(Referring expression data)
^^^^^^^^^^^^^^^^

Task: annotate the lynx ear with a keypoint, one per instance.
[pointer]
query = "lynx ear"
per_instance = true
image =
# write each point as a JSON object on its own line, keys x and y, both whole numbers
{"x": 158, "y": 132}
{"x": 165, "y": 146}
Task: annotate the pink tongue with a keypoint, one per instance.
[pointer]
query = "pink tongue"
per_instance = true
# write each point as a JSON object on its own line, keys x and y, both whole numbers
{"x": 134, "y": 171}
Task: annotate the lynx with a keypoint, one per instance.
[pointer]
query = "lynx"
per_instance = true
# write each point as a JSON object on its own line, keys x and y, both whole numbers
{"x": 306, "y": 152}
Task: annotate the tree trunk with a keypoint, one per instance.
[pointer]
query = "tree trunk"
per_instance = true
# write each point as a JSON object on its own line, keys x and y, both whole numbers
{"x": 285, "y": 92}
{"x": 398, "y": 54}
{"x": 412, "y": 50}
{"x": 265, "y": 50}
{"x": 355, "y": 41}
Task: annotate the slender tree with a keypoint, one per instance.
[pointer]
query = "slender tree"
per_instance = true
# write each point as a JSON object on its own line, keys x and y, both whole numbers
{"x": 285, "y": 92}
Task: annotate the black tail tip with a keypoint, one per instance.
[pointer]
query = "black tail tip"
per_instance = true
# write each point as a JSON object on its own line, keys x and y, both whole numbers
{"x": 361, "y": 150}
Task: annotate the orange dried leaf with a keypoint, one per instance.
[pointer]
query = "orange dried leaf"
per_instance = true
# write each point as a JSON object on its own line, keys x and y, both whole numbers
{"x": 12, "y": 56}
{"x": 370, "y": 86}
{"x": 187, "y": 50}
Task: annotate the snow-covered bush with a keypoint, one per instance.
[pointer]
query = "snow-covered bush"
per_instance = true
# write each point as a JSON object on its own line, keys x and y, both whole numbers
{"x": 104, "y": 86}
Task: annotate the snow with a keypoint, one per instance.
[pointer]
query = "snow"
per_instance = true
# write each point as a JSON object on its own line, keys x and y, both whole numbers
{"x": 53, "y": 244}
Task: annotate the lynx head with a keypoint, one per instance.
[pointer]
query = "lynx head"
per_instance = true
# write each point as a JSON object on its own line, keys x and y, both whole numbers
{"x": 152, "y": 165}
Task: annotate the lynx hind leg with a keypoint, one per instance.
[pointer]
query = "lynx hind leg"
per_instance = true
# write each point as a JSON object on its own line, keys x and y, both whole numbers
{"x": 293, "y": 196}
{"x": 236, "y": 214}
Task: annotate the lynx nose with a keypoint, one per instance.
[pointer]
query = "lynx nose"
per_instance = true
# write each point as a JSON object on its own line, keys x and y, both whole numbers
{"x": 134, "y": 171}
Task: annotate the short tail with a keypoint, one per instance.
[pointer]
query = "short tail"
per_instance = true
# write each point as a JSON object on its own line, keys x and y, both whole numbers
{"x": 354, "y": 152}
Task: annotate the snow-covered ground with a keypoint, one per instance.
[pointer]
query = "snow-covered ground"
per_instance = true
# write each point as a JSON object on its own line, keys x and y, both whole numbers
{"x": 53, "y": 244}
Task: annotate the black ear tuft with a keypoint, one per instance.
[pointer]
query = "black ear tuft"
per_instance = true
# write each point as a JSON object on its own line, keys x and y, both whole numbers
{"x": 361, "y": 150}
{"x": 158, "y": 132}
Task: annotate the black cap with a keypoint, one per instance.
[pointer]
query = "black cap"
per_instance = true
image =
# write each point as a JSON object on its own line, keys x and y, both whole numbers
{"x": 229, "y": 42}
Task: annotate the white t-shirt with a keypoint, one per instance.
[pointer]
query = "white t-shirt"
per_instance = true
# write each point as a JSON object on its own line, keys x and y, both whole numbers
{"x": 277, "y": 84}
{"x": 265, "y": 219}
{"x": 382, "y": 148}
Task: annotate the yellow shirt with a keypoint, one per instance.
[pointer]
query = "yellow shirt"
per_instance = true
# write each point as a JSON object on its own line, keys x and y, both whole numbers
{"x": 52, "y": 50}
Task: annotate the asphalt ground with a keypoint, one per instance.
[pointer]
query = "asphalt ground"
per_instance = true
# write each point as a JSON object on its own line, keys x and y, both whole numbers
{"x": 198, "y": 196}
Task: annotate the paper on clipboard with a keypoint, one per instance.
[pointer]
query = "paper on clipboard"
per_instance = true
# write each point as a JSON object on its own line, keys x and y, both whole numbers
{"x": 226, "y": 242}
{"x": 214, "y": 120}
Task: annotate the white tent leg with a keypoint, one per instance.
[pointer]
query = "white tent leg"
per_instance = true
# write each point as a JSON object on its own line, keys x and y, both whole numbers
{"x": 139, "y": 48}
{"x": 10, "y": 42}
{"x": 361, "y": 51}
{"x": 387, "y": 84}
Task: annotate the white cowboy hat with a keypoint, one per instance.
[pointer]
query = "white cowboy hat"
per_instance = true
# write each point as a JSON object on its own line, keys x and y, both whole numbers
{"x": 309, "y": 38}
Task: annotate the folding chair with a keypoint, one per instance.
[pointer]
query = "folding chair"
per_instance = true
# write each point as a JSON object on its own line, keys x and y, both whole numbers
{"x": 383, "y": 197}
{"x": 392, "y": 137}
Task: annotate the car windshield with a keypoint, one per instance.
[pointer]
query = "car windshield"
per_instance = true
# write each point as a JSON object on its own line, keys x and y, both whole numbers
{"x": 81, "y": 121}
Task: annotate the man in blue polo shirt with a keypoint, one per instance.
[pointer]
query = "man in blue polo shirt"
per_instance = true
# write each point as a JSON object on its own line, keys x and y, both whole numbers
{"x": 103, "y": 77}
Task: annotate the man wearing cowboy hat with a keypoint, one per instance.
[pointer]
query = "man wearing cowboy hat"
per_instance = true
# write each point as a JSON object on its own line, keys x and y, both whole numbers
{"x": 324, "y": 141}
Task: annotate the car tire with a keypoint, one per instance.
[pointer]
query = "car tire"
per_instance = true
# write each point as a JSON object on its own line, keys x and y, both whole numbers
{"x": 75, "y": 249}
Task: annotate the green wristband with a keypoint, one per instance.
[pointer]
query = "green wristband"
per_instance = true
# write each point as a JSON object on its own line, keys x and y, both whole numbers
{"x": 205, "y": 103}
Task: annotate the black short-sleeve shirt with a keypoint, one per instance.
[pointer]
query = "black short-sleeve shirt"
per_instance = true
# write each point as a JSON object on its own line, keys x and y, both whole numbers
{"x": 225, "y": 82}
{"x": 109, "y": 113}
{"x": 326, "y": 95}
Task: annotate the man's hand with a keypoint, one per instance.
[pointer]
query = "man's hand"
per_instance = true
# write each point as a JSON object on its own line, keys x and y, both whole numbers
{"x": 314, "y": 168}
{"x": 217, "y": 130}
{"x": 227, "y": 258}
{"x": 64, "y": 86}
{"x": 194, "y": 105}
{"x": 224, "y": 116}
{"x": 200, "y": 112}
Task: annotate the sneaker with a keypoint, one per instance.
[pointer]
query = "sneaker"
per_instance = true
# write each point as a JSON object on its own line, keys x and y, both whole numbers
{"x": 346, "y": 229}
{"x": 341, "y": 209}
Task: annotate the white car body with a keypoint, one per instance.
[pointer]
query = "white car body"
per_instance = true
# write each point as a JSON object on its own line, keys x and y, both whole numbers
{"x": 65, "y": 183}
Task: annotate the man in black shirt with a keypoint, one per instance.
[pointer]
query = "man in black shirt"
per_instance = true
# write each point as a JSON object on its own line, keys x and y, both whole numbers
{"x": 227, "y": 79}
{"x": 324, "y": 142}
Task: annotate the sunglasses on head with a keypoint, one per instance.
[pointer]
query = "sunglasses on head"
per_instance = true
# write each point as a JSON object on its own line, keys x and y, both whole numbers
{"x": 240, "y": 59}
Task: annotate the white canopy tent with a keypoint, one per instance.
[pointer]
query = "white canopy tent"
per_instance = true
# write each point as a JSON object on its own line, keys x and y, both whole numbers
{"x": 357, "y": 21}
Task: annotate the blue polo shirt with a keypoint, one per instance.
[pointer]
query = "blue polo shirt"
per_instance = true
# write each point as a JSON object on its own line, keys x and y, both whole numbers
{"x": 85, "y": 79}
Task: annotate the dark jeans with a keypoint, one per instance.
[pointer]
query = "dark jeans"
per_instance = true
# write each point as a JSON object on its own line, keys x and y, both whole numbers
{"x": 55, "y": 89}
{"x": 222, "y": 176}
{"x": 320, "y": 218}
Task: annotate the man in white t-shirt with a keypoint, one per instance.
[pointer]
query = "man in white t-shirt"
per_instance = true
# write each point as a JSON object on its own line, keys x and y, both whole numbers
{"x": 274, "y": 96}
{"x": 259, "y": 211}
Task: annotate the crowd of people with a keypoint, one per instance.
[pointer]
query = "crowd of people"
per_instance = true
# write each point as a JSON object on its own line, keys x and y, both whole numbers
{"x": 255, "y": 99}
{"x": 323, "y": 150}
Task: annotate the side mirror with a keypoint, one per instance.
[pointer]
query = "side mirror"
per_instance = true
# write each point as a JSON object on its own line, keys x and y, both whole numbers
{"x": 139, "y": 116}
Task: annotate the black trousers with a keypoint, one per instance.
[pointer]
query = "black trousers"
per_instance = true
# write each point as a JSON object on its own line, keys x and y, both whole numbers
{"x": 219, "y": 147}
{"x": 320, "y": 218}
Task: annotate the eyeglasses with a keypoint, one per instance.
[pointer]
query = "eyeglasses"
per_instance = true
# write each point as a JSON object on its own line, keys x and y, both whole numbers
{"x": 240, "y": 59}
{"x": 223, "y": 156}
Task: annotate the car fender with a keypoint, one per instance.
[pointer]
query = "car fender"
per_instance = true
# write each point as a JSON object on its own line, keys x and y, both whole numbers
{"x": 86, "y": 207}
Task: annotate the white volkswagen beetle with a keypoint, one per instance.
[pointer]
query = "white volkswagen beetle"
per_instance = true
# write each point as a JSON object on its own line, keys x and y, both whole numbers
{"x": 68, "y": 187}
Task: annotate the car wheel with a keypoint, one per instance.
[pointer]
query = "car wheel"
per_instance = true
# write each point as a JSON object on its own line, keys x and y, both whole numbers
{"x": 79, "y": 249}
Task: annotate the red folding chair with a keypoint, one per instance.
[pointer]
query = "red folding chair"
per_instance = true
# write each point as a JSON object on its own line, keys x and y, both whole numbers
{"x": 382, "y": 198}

^^^^^^^^^^^^^^^^

▶ _EXERCISE_
Show the lines of the records that include the string "wheel".

▶ _WRITTEN RESPONSE_
Task: annotate the car wheel with a keypoint, one per instance.
query = "car wheel"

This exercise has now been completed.